Übersetzen Sie den folgenden Satz aus dem Textauszug über José Rizal ins Englische: „Heute erinnert eine Gedenkplakette am Haus an seinen berühmten Bewohner.“

**Textauszug:**
============================================================

Außereuropäische Gaststudierende in Heidelberg: José Rizal

An die Blumen von Heidelberg
Reist in die Heimat, fremde Blumen,
die ihr des Wandrers Weg gesäumt,
reist dorthin, wo er seine Lieben
beschützt vom blauen Himmel weiss.
Erzählt vom Pilger in der Ferne,
der sich nach seiner heimatlichen Erde sehnt.
(…)
Tragt meine Liebe in die Heimat,
bringt ihrer Erde, die so reich an Früchten,
Frieden,
Vernunft den Männern,
Klugheit ihren Gesundheit allen guten Menschen,
die der Geborgenheit des Vaterhauses sicher sind

Übertragen ins Deutsche von Elke und Fritz Hack Ullmer

(c) schwarzweiss

Die Zeilen stammen aus einer Übersetzung des spanischsprachigen Gedichts „A Las Flores de Heidelberg“. Das Gedicht verfasste der philippinische Schriftsteller, Arzt und spätere Nationalheld José Protacio Mercado Rizal y Alonso Realonda (geb. am 19. Juni 1861 auf Luzon/Philippinen; gest. am 30.12. 1896 in Manila) am ehemaligen Ludwigsplatz 12, heute Grabengasse.  Heute erinnert eine Gedenkplakette am Haus an seinen berühmten  Bewohner.

============================================================

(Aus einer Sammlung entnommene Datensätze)
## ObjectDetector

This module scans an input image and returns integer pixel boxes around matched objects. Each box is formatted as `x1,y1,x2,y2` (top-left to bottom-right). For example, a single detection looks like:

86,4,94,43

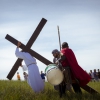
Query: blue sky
0,0,100,80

============================================================

**Die Antwort:**
Today, a memorial plaque on the house commemorates its famous resident.